### Extract provided:
------------------------------
I have a program prog that takes input from stdin and does something to it. It also takes a flag -f FILE to find a datafile used during operation.

I wish to create a bash script to act as a wrapper around this program so that this flag need not be used. So I wrote the following script progwrap.sh:

#!/bin/bash

/path/to/prog -f /path/to/data

which does the trick for basic functionality, so that I can do something like

$ cat somedata.txt | progwrap.sh

and get what I want.

Goal

Now, it turns out that prog also takes some other flags of the form -h, -u, etc... I want to be able to pass these to progwrap.sh so that they are in turned passed to prog. So I amended progwrap.sh as follows:

#!/bin/bash

/path/to/prog -f /path/to/data "$@"

allowing it to take arguments and supposedly feeding them to prog within the script.
------------------------------
### Dataset content:
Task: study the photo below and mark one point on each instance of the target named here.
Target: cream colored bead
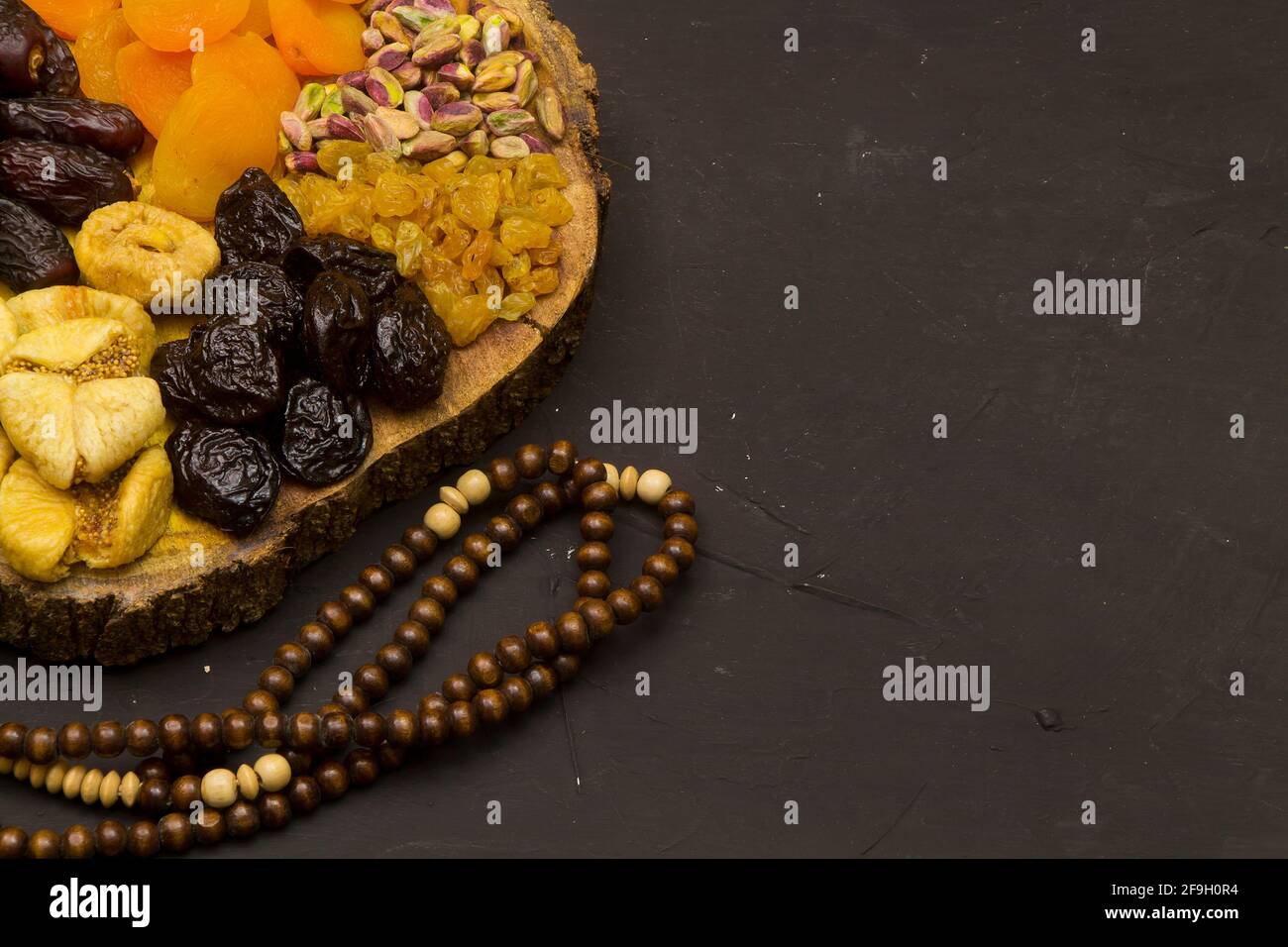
------------------------------
### Short exercise 1:
In the bash wrapper post, which flag does prog use to find its datafile?
### Short exercise 2:
Pick up the bash wrapper post from the point where it stops and keep writing it.

### Written answer 1:
The flag -f FILE.

### Written answer 2:
Problem

However this somehow doesn't work, in that:

$ cat somedata.txt | progwrap.sh -h

produces the exact same output as

$ cat somedata.txt | progwrap.sh

which is not the correct behaviour (i.e. the output should come out in a different format as a result of the -h flag being passed to progwrap.sh).

In fact, feeding progwrap nonsense arguments for which prog has no support, and which usually cause prog to throw an error, does nothing. I conclude that the arguments passed to progwrap.sh are ignored by the call to prog within the script.

Question

What am I doing wrong? How can I pass flags to progwrap.sh so that these flags are then passed to prog within my script?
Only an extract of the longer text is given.